__Exercise objective__:
Find every line below that contains the word "each", and copy those lines out in full.

__Provided records__:
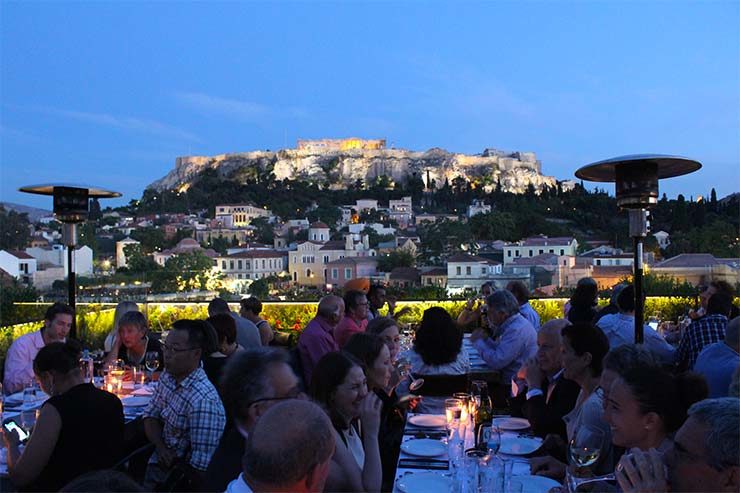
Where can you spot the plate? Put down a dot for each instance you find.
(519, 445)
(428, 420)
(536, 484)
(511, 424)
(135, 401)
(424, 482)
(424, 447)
==
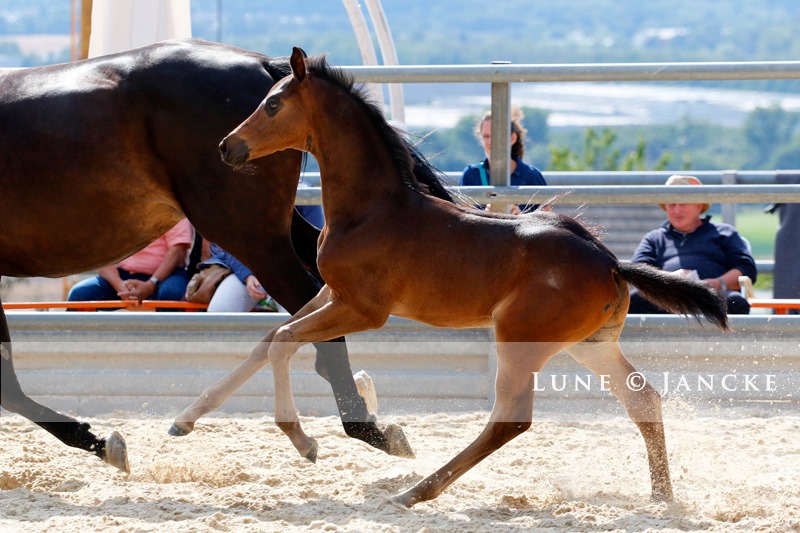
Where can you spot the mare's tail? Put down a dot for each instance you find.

__Solution for this task__:
Where can you spot the plate? Put down a dot for each instance you find.
Where can you spot the mare's tail? Put down a dot for each instance you find.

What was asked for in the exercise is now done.